## TASK OBJECTIVE
Each record should be given again exactly, and any picture in it left out.

(Records contained in a dataset)

══════════

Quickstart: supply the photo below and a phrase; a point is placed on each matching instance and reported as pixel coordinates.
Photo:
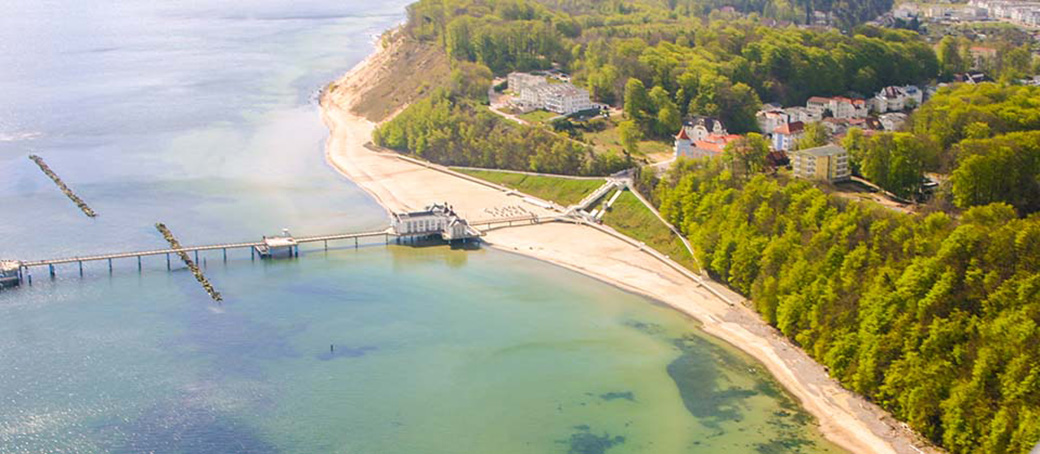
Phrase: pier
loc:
(437, 221)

══════════

## COMPLETED TASK
Quickstart: supply the photo below and a phrase; a point is placed on each matching instance and reported as pixel coordinates.
Photo:
Phrase: pier
loc:
(437, 221)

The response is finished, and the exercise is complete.